### Passage:
━━━

A source said that legal team is trying to figure out how to get out of the deal and get their endorsement cash back. Phelps and Subway's marriage contract expires in 2012.
Endorsement money back? Please. Phelpsie probably smoked that up a while ago.
I'm not surprised Subway is pulling this shit. They are a bunch of shady bitches. I stopped going to Subway when the dumb bitch making my sandwich gave me the side-eye when I told her to warm that shit up a bit in the microwave. I took my sandwich money to Quiznos and that's who should call up Phelps! It's a perfect match. I can already see the slogan:
"Michael Phelps is always baked, just like our sandwiches!"
File this under: this shit makes me want to wake 'n bake! That's the truth. So, Kellogg has quit Michael Phelps over that measly picture of him taking a bong hit. I hope the evil slut who sold that picture never enjoys a ride on the green cloud the same way again.
AND USA Swimming also got in on the Stoner Phelps H8ING action yesterday by suspending him for 3 months without pay. Don't worry. He'll be able to support his herbal goodness since I'm sure she has a kazillion dollars in his checking account already.
The USA Swimming issued this stupid statement: "This is not a situation where any anti-doping rule was violated, but we decided to send a strong message to Michael because he disappointed so many people, particularly the hundreds of thousands of USA Swimming member kids who look up to him as a role model and a hero. Michael has voluntarily accepted this reprimand and has committed to earn back our trust."
Michael won't really miss any swim time fun. His suspension will end right before the World Swimming Championships in Rome, so dolphin boy will be able to compete in that shit.
Now back to Kellogg. Tony the Tiger is DEAD to me. That bitch has the audacity to pull that shit! I'm sure pictures of him freebasing with Thai tranny hookers are floating around and I must find that shit, so he knows what it feels like. And Tony is a total damn pothead. A self-hating one! We all know it. Only stoners say shit like "grrrreeeeat!" Fuck that stupid ass tiger! Bitch needs to take off that gay ass scarf and smoke on that! Dumb pussy.

━━━

### Entries:
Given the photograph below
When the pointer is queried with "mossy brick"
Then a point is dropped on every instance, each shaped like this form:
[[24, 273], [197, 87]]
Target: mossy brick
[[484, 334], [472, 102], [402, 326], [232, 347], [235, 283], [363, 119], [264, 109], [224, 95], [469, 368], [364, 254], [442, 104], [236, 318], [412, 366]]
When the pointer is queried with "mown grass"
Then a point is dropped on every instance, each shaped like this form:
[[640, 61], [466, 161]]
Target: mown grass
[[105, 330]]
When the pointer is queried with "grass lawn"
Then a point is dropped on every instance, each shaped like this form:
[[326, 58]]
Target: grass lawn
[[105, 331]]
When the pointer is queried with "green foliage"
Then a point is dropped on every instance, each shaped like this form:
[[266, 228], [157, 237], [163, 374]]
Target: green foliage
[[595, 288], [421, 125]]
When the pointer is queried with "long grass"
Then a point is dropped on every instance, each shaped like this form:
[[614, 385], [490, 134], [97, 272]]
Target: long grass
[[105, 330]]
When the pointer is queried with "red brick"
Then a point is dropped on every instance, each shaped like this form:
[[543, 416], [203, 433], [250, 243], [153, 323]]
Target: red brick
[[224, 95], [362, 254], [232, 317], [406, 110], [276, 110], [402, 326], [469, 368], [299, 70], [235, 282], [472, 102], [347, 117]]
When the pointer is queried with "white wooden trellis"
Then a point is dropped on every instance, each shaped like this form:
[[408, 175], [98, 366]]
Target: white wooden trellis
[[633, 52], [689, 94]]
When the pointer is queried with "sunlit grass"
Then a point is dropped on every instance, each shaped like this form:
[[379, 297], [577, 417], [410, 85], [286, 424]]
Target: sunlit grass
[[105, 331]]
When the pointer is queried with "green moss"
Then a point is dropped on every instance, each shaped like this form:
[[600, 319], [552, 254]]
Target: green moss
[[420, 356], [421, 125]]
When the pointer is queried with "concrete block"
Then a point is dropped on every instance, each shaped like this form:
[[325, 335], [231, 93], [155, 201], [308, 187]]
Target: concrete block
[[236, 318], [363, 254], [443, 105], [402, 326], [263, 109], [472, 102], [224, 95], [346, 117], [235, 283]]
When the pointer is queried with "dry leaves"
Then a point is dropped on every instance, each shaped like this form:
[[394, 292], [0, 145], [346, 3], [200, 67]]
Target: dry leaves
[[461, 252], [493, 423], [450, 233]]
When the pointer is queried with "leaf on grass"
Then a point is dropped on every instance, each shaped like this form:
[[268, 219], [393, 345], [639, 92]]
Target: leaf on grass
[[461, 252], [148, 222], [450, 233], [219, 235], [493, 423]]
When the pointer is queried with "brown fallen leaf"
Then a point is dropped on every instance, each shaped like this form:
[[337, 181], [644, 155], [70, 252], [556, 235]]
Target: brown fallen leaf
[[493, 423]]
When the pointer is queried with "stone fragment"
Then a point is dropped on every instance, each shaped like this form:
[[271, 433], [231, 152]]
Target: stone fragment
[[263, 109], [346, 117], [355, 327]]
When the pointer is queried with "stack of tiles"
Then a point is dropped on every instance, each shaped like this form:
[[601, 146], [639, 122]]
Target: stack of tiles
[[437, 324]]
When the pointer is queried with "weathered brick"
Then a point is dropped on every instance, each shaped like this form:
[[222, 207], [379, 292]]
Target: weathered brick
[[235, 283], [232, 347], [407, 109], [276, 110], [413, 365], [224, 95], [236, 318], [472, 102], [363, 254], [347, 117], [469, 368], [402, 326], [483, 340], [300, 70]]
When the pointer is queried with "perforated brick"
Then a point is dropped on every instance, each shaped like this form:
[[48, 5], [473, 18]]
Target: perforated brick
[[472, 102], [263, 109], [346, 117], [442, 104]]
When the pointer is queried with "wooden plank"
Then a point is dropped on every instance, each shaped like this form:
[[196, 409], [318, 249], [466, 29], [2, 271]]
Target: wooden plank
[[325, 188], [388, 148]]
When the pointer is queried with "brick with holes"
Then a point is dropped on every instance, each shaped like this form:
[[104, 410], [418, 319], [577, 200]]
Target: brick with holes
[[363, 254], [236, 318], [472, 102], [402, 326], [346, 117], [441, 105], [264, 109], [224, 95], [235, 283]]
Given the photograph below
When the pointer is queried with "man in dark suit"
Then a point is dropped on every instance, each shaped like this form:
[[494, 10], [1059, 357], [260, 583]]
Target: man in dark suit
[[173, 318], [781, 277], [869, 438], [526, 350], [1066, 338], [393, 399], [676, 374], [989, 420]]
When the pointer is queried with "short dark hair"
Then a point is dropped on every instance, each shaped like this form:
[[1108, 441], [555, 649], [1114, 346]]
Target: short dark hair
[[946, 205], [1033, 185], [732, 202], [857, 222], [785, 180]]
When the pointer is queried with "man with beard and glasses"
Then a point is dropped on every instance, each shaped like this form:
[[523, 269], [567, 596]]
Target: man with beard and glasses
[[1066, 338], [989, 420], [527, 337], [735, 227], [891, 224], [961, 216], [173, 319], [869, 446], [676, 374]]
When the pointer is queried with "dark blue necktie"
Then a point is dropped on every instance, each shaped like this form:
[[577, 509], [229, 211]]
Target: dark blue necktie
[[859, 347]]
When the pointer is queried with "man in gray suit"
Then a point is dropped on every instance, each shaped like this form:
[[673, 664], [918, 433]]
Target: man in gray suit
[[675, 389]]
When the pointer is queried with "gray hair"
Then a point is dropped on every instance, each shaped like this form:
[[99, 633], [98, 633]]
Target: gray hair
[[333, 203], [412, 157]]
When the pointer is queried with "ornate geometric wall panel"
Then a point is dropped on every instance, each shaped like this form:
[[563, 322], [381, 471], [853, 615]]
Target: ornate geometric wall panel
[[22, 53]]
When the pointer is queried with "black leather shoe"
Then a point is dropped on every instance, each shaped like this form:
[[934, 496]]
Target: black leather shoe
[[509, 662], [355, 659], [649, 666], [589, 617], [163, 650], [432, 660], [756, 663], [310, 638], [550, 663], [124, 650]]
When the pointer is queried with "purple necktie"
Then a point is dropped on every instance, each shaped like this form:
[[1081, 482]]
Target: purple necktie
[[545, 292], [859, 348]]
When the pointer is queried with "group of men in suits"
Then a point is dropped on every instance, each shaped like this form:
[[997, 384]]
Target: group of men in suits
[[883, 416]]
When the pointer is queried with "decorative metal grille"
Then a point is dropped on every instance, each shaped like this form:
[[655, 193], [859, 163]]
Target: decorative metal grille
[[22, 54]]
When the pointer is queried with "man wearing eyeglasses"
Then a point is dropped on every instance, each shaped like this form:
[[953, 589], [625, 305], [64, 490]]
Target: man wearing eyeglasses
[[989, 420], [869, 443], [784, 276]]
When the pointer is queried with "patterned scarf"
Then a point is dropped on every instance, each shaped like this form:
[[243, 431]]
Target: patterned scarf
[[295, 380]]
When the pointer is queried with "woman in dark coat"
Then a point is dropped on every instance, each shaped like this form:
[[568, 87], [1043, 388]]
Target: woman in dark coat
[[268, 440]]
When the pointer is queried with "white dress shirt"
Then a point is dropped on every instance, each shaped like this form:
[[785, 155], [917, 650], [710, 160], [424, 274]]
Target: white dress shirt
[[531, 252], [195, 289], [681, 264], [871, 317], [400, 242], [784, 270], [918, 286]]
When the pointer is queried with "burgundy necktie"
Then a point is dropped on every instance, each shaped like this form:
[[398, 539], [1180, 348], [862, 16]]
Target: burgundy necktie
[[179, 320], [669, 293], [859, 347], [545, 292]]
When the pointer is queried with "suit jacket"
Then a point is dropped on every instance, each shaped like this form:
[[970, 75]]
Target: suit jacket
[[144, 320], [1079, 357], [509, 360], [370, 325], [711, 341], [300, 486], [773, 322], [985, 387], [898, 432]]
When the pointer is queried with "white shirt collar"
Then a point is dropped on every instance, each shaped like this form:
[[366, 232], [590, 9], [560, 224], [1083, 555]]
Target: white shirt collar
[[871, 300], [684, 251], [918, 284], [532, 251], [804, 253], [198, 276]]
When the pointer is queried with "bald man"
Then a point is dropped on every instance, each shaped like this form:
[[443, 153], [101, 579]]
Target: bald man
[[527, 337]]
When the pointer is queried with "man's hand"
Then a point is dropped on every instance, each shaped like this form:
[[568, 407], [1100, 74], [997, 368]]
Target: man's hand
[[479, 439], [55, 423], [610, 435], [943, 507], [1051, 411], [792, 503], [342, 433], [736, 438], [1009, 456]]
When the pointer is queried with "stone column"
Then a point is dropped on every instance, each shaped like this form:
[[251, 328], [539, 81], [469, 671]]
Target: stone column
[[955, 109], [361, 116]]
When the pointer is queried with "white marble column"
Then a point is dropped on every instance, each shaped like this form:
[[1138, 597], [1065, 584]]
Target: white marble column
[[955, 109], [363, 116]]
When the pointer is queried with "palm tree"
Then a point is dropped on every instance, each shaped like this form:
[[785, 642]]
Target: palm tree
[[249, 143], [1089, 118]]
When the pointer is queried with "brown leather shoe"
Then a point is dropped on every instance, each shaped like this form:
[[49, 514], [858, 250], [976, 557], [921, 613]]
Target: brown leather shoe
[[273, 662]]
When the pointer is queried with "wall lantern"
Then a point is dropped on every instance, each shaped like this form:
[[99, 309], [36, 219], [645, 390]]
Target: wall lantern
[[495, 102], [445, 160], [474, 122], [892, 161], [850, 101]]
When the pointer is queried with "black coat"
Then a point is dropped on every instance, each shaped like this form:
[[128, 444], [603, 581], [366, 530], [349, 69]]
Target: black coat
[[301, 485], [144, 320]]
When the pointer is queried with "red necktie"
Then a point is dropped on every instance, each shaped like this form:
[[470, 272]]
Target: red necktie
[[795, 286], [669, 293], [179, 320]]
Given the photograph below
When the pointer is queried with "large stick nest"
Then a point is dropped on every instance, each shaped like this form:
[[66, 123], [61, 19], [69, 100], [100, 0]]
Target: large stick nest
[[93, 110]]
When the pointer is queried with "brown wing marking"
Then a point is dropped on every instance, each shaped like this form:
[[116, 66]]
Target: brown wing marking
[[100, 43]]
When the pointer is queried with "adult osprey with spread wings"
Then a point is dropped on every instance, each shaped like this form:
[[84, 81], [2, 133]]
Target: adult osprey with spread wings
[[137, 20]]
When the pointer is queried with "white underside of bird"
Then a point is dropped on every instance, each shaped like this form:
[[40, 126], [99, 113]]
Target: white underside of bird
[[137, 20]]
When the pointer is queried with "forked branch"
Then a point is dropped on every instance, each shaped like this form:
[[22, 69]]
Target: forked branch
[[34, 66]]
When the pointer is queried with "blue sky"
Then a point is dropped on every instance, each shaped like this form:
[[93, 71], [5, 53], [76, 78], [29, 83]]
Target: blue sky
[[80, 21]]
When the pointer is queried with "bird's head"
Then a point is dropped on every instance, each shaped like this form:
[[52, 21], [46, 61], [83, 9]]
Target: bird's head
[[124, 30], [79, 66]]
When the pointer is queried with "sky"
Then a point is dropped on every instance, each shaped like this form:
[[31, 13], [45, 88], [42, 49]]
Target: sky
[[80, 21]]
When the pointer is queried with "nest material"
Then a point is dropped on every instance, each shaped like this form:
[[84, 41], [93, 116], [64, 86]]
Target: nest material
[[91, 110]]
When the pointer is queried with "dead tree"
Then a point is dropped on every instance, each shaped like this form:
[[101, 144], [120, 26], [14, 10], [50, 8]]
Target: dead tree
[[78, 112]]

━━━

### Task set:
(1) Translate this sentence from the Michael Phelps post into Spanish: "Phelps and Subway's marriage contract expires in 2012."
(2) Answer these questions from the Michael Phelps post:
(a) For how long did USA Swimming suspend Phelps?
(b) Which event is his suspension set to end right before?
(c) Which company quit Phelps over the picture?
(3) Quote the Michael Phelps post from "AND USA Swimming" up to and including "checking account already.".

### Outputs in order:
(1) El contrato de matrimonio entre Phelps y Subway vence en 2012.

(2)
(a) For 3 months, without pay.
(b) The World Swimming Championships in Rome.
(c) Kellogg.

(3)
AND USA Swimming also got in on the Stoner Phelps H8ING action yesterday by suspending him for 3 months without pay. Don't worry. He'll be able to support his herbal goodness since I'm sure she has a kazillion dollars in his checking account already.